» **Compiti richiesti**:
A - Rispondi alle seguenti domande basandoti sul brano dedicato al borgo della Rivera.
(i) Quale fiume scorre appena fuori dalle mura?
(ii) Da quali opifici veniva utilizzata l'acqua delle sorgive locali?
(iii) Che cosa significa il nome "Acculae" secondo il brano?
B - Elenca tutti gli usi che il brano sul borgo della Rivera attribuisce all'acqua del fiume e delle sorgive.
═════ Brano citato
Il borgo della Rivera, all’estrema periferia meridionale della città storica, ma ancora all’interno della cinta trecentesca che la racchiude, è uno dei luoghi dell’Aquila in cui con più evidenza si avverte lo spessore della storia. Una storia il cui filo conduttore è la ricchezza d’acqua: l’acqua del fiume Aterno, che, scorrendo appena fuori dalle mura, irrigava gli orti e azionava le ruote dei mulini; e l’acqua delle numerose sorgive locali, utilizzata dagli opifici della lana e del cuoio, che alimentavano l’opulenza della città medievale. Porta Rivera metteva in comunicazione l’uno e l’altro mondo, reciprocamente complementari: la campagna, produttrice di vettovaglie, e la città, con le sue industrie e i suoi commerci. Ancora oggi, nonostante i segni della modernità sparsi nel paesaggio, le mura costituiscono una demarcazione netta tra l’ambiente rurale e quello urbano, che vengono qui a contatto senza sfrangiarsi l’uno nell’altro. Se il termine “borgo” viene altrove utilizzato per indicare espansioni della città oltre le antiche mura, il caso della Rivera è affatto diverso: per la vitale importanza delle sue risorse idriche essa è stata sempre parte integrante della città, fin dalla fondazione, di cui fu uno dei principali nuclei di aggregazione. Sul colle che domina il borgo, nel sito dell’odierno convento di Santa Chiara, sorgeva infatti il castello di Acculae (“le sorgenti”), da cui prese il nome la nuova città, fondata a metà del Duecento dalle popolazioni dei contadi di Amiternum e di Forcona, desiderose di liberarsi dal giogo feudale.
══════════
═════ Dati forniti
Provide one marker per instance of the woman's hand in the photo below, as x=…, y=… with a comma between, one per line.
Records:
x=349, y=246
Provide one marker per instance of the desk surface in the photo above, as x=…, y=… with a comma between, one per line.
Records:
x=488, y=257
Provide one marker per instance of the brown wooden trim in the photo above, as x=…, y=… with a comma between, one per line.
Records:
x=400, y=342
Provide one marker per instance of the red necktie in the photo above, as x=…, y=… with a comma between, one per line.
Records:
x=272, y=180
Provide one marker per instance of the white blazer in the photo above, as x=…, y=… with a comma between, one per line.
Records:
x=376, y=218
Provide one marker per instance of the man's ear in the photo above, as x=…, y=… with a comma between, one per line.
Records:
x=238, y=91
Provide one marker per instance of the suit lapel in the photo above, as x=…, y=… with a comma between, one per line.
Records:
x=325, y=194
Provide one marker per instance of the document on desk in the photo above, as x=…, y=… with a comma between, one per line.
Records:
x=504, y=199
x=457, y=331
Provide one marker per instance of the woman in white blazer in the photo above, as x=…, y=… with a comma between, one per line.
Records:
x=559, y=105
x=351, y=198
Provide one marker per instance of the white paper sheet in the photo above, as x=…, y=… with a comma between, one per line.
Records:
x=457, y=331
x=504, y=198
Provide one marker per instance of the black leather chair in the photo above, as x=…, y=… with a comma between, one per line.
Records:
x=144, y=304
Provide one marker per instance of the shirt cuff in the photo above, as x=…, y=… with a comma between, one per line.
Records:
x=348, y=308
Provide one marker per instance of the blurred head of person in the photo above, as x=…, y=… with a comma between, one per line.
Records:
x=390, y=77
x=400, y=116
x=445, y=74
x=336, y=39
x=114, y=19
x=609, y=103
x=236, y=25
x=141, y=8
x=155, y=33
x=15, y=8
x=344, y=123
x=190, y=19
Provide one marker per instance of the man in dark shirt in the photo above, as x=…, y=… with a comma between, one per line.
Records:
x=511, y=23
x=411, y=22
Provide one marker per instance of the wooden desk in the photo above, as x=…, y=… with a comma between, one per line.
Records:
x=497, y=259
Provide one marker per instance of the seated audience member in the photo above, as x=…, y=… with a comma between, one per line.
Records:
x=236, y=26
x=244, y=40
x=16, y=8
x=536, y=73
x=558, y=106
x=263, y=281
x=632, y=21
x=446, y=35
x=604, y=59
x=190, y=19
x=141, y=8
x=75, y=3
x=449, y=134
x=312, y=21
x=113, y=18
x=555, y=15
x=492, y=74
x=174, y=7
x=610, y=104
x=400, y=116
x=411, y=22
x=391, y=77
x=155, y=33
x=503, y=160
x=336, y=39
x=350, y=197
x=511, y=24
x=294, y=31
══════════
═════ Dati forniti
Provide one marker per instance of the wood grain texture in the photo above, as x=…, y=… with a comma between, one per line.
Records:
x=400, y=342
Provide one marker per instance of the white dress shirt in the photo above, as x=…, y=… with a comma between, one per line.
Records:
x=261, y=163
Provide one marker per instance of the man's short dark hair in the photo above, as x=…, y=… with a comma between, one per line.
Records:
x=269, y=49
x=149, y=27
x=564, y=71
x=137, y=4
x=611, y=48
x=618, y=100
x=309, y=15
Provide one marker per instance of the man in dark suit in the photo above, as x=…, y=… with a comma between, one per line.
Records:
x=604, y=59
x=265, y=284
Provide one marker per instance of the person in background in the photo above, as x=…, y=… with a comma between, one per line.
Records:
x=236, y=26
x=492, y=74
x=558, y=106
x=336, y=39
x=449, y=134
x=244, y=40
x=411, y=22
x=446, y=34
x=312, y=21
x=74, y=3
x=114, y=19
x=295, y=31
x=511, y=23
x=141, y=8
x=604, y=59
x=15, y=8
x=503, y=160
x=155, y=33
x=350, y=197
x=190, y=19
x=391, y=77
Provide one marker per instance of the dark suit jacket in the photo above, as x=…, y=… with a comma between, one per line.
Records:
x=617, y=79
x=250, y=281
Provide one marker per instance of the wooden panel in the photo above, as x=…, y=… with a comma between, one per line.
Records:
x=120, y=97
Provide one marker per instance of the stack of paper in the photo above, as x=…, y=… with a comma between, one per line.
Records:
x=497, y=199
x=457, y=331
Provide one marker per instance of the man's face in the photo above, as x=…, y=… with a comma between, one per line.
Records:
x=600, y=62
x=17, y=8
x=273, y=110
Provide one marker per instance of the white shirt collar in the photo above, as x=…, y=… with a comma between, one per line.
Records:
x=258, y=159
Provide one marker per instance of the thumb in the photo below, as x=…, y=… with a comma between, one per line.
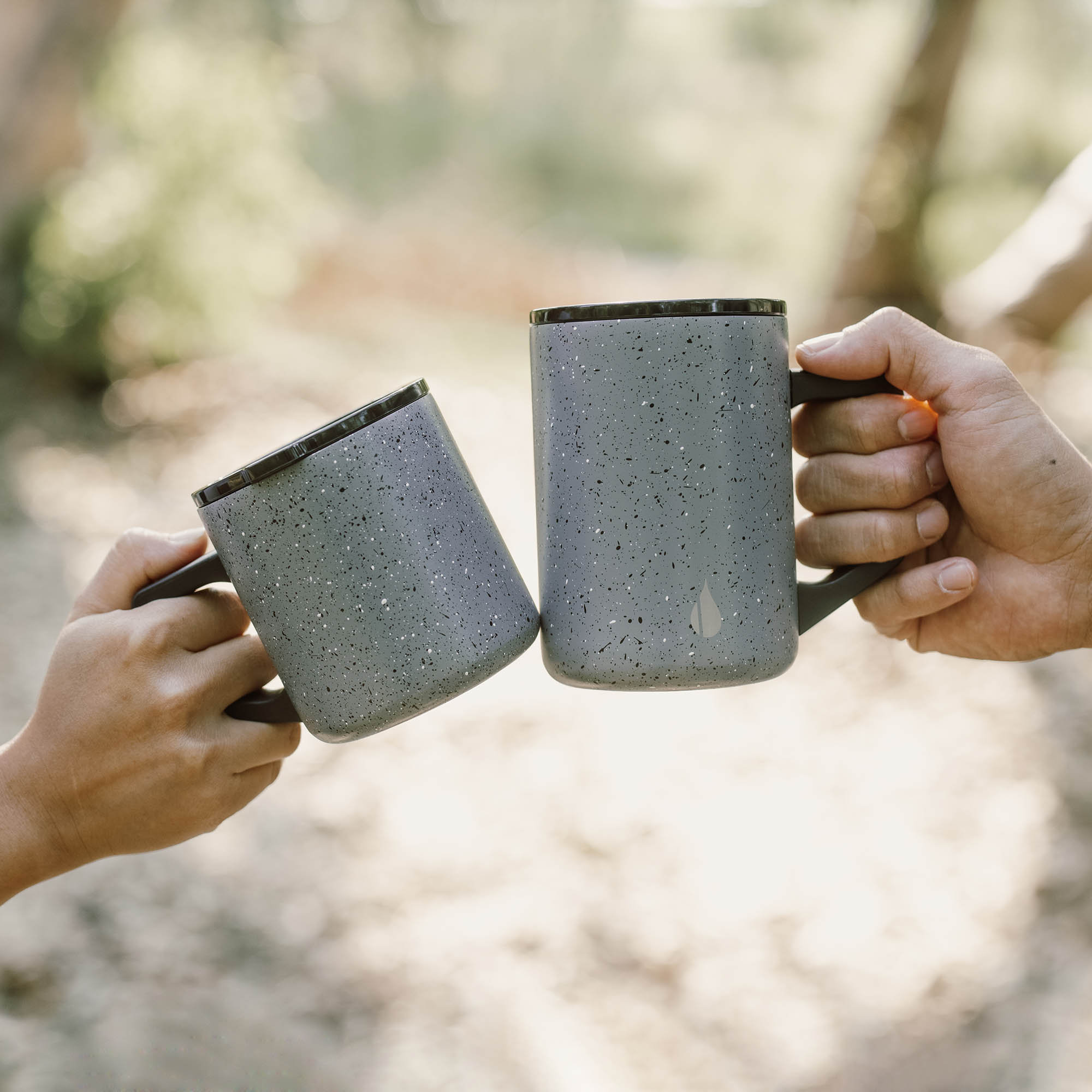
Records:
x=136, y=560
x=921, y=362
══════════
═════ Dati forniti
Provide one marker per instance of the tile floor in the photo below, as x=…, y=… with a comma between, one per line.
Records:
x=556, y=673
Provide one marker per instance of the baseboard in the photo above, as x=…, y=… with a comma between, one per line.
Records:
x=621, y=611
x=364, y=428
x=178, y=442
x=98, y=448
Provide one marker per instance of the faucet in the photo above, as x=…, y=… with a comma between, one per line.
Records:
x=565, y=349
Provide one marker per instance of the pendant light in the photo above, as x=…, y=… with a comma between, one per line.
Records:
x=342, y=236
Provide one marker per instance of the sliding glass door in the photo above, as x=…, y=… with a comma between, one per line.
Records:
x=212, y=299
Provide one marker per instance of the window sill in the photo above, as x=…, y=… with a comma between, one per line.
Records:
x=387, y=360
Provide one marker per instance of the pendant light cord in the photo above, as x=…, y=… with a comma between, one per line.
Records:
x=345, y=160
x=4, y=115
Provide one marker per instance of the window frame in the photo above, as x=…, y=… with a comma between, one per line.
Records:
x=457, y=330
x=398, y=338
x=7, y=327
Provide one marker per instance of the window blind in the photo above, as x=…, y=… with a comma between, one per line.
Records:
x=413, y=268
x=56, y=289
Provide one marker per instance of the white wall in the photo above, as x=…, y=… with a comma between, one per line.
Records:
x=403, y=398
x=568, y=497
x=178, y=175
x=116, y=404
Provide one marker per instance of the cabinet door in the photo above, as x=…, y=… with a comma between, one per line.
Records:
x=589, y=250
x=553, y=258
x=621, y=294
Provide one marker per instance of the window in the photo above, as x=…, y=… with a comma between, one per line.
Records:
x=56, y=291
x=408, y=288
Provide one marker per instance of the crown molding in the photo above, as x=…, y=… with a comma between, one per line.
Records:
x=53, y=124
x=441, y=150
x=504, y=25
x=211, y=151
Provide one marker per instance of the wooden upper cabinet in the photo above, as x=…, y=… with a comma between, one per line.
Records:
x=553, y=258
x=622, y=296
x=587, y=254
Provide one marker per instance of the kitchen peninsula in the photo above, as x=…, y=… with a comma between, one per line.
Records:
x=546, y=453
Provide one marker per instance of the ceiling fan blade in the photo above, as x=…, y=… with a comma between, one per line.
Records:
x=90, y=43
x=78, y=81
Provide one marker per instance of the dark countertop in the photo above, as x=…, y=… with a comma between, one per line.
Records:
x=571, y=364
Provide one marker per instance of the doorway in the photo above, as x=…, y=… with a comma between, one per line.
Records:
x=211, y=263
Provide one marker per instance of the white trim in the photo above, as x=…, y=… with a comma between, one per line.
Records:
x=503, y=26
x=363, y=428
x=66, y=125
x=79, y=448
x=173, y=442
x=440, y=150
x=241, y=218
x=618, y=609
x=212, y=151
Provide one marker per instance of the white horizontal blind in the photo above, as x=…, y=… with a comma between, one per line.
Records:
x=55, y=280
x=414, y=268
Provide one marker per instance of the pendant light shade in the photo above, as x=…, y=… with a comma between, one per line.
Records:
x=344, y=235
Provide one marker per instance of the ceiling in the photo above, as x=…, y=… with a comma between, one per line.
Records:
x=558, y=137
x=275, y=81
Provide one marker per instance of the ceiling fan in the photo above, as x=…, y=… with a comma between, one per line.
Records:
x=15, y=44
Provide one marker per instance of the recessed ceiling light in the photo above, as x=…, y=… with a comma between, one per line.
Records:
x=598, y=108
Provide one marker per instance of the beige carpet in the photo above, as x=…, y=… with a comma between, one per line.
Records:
══════════
» **Risposte**:
A -
(i) L'Aterno.
(ii) Dagli opifici della lana e del cuoio.
(iii) "Le sorgenti".

B -
- Irrigare gli orti
- Azionare le ruote dei mulini
- Alimentare gli opifici della lana e del cuoio